- _What is asked_: From the line containing "of the area" down to the last line of the material, return those lines verbatim and only those.

Saved entries

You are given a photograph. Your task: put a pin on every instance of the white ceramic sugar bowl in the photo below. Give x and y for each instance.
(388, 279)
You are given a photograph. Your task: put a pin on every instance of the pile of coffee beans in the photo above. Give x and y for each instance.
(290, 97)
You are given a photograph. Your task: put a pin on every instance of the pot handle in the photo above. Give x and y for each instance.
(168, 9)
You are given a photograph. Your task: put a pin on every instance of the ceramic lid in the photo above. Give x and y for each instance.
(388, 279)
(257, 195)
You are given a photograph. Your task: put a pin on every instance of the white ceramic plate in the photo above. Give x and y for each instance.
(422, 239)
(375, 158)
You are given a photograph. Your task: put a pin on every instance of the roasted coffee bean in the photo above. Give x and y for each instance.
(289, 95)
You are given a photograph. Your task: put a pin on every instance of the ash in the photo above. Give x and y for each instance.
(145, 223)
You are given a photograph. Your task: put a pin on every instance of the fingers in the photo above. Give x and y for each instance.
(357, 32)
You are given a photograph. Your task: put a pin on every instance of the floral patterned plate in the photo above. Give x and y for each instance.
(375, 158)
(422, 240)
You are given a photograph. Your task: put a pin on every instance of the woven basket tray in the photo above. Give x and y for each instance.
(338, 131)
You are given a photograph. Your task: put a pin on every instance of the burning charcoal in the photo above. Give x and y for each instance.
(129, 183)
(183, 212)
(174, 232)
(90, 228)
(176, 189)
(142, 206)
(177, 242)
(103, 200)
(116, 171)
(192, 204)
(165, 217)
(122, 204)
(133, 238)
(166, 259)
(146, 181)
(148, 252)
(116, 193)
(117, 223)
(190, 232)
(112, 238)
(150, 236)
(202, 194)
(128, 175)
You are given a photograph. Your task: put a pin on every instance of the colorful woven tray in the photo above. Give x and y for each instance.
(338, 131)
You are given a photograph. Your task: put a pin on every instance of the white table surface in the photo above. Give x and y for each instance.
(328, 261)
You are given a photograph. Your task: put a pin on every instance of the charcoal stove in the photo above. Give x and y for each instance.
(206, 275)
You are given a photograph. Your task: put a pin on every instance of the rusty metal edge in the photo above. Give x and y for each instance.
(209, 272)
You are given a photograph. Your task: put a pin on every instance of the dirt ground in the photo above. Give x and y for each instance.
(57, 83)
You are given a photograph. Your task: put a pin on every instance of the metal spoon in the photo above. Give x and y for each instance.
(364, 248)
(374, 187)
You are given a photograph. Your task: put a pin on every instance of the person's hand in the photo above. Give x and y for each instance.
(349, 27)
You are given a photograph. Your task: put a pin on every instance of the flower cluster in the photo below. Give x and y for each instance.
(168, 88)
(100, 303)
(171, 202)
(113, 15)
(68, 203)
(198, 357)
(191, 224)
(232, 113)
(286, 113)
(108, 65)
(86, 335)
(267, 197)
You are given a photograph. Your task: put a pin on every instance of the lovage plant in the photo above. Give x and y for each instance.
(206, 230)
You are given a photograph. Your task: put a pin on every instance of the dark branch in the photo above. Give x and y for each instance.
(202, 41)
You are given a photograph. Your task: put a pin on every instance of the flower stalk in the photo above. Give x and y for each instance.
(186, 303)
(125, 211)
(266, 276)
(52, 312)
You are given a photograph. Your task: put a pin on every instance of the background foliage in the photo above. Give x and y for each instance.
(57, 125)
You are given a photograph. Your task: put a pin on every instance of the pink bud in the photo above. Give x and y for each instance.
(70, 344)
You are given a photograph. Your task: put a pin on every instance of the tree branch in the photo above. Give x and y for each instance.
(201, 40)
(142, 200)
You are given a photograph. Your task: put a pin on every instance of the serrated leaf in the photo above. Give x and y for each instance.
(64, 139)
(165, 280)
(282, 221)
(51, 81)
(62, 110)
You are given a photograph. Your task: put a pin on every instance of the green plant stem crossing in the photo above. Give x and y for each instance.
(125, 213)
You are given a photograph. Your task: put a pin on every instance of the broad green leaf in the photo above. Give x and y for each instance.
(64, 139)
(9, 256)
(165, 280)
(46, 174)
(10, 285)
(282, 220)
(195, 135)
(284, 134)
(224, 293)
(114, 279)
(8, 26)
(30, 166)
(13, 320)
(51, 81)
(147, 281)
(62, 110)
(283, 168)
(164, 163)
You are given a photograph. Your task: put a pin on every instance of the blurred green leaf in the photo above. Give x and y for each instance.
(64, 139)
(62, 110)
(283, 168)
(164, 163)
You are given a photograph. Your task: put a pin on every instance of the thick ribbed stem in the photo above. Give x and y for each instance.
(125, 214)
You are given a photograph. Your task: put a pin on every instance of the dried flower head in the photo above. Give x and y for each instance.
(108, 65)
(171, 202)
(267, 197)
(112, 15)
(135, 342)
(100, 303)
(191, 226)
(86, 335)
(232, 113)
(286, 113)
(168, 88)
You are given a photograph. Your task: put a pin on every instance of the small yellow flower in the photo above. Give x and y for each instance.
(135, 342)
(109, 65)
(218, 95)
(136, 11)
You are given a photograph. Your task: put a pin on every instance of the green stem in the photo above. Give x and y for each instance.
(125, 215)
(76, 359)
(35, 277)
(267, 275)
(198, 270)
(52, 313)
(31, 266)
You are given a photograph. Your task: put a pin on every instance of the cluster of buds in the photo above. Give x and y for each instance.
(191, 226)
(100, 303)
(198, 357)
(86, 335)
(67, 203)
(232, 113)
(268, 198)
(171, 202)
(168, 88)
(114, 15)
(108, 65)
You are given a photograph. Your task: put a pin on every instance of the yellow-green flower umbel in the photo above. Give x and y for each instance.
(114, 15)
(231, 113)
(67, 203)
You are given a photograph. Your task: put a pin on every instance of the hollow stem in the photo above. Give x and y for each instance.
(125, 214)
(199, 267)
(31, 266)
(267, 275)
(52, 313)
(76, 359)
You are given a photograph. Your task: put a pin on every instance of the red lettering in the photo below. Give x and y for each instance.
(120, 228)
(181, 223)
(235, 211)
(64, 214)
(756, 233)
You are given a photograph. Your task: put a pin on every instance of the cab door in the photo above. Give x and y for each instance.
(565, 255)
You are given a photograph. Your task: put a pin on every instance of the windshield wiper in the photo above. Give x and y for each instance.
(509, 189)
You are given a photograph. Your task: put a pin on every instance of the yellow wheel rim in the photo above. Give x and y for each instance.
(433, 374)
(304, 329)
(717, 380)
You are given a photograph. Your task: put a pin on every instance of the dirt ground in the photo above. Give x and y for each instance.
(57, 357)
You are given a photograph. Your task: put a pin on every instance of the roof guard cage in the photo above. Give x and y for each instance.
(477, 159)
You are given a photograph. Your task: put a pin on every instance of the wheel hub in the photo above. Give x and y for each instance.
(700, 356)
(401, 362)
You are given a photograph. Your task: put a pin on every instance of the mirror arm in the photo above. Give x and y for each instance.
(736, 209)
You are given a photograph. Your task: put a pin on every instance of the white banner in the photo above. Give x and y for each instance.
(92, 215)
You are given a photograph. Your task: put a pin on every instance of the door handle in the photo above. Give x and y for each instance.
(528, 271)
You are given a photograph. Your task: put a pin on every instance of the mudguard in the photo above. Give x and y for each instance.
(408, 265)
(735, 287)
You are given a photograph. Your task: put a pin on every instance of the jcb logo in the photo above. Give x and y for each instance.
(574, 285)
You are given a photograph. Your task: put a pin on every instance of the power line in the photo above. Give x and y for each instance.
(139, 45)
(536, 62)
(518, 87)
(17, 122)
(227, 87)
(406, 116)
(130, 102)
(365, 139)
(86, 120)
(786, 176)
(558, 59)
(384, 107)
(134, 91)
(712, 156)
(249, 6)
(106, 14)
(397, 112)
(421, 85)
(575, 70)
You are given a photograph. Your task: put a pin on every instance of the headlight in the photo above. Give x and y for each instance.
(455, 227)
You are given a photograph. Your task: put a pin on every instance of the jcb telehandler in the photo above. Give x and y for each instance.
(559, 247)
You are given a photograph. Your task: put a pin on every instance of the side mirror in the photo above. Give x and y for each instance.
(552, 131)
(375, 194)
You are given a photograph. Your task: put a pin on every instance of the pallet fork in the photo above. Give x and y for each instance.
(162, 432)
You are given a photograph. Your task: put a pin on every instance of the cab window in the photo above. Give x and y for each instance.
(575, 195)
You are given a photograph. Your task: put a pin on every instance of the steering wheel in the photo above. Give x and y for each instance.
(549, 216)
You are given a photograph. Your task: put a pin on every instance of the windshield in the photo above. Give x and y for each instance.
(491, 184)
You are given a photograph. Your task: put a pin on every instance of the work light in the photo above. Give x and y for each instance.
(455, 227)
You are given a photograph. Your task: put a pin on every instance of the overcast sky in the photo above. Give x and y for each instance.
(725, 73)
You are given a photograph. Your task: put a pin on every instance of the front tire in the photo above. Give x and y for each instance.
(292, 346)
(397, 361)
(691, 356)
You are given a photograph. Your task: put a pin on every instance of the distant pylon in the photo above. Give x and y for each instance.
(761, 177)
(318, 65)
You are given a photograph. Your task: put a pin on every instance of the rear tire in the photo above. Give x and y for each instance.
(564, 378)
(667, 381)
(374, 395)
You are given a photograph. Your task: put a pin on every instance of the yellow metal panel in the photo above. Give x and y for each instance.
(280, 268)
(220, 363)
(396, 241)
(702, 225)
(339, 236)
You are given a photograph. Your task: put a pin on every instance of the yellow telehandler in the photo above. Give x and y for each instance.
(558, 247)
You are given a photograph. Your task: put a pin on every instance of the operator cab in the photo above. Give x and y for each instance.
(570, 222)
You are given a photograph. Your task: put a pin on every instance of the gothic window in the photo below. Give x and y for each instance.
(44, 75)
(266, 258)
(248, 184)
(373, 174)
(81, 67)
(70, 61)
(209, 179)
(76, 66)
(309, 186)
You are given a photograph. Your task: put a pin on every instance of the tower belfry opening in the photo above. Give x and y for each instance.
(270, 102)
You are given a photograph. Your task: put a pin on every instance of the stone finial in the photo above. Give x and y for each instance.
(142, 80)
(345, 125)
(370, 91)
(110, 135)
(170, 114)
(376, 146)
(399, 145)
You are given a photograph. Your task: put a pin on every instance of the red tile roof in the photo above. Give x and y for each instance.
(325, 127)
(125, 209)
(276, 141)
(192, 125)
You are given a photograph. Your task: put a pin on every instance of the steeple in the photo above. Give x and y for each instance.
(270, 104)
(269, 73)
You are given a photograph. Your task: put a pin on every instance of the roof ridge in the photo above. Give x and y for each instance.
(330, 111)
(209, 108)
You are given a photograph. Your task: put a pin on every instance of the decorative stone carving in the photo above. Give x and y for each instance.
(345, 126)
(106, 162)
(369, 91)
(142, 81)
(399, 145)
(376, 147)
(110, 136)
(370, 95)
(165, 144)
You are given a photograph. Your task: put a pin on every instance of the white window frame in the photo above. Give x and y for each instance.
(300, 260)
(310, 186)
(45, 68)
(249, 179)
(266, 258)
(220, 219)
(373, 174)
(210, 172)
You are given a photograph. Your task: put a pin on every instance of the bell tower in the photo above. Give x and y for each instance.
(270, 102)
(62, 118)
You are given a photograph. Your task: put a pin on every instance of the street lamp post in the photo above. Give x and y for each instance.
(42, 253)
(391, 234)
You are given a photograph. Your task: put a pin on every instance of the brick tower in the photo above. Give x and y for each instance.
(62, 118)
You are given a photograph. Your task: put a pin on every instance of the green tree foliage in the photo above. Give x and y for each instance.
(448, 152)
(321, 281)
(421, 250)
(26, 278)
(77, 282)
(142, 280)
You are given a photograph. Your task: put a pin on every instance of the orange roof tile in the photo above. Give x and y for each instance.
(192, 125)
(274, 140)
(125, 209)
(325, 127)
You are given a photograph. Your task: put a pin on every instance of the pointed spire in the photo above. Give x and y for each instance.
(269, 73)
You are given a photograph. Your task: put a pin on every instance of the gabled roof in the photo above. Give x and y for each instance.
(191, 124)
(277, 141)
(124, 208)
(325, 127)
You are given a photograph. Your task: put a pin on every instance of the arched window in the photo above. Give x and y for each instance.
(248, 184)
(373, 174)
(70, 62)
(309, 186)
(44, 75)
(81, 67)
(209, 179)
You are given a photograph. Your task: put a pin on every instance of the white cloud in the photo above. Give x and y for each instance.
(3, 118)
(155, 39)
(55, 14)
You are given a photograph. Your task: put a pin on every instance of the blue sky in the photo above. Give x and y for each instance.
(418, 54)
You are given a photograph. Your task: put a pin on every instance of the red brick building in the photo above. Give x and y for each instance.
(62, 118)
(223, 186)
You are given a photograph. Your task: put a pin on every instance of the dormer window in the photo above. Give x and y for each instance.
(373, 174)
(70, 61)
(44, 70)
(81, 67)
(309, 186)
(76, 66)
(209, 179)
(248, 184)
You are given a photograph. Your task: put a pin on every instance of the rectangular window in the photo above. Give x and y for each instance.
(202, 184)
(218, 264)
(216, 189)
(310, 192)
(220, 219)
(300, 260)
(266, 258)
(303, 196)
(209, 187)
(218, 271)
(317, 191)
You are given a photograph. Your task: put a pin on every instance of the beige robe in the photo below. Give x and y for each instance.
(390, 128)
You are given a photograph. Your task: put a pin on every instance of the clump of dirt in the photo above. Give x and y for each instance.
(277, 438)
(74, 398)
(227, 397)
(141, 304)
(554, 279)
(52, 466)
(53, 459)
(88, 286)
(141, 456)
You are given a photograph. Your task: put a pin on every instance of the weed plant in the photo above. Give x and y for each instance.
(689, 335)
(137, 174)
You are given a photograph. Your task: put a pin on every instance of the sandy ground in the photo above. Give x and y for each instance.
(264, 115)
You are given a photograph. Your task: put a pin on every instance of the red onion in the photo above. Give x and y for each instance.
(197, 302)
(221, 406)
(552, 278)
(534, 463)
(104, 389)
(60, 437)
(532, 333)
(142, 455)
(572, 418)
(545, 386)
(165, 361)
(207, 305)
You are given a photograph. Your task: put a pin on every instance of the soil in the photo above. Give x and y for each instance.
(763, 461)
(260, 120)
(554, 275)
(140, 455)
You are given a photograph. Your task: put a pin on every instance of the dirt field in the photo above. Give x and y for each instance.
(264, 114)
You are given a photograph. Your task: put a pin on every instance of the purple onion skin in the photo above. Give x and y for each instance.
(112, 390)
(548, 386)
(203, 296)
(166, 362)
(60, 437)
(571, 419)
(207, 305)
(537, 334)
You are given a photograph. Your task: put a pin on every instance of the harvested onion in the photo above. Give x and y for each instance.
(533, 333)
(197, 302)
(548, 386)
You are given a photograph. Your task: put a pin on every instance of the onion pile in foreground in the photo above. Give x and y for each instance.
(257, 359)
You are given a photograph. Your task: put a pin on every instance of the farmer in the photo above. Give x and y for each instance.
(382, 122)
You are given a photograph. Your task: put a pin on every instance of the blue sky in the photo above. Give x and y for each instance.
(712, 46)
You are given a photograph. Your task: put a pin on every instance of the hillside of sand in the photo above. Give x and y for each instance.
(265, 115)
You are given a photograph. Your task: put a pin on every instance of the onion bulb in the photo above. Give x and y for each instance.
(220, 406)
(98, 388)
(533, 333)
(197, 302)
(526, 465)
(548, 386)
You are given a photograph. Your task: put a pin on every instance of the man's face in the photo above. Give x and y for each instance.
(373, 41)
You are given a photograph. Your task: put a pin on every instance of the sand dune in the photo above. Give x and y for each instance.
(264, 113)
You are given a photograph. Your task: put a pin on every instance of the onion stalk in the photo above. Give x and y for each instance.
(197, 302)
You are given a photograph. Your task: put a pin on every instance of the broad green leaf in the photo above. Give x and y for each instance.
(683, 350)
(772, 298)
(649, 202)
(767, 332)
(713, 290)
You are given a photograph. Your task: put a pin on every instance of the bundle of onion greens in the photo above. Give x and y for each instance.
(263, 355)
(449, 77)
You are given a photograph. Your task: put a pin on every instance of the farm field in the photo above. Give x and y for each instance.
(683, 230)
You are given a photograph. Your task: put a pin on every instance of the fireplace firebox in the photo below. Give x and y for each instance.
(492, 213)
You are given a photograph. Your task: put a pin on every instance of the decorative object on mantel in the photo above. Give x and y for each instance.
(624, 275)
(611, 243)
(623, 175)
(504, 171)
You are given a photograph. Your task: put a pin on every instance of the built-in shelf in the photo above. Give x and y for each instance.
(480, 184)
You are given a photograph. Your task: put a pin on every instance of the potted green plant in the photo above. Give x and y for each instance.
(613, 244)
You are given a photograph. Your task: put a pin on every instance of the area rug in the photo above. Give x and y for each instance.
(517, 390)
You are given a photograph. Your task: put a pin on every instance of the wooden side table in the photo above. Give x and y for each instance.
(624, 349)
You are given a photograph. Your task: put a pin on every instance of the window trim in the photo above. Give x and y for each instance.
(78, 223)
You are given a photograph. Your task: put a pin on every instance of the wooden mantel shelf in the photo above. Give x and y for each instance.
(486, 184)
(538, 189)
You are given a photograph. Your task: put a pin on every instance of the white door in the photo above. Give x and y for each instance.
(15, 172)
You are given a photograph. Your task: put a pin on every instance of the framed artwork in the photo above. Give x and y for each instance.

- _Reply_:
You are given a photograph. Your task: put a pin on every instance of the area rug in the photo above. Give x and y for each instance.
(517, 390)
You are given a photograph. Your task: put a pin on every instance of the wooden side table in the photo above. Give x and y for each instance.
(624, 349)
You are given a photograph. Your task: put a pin on every instance of the window trim in the photo above. Give x and y for each instance.
(78, 223)
You are given a photograph. Your task: put a pin on every instance of the wooden mantel shelf in the photo above. Give x and y for each instance.
(486, 184)
(538, 189)
You are given a photograph. Your task: put a pin on every instance of the white door in the photo above. Give x and y for each instance.
(15, 172)
You are given a photograph. Your task: put a pin on every instance of the framed artwork in the photo above. Give x and y for each instance.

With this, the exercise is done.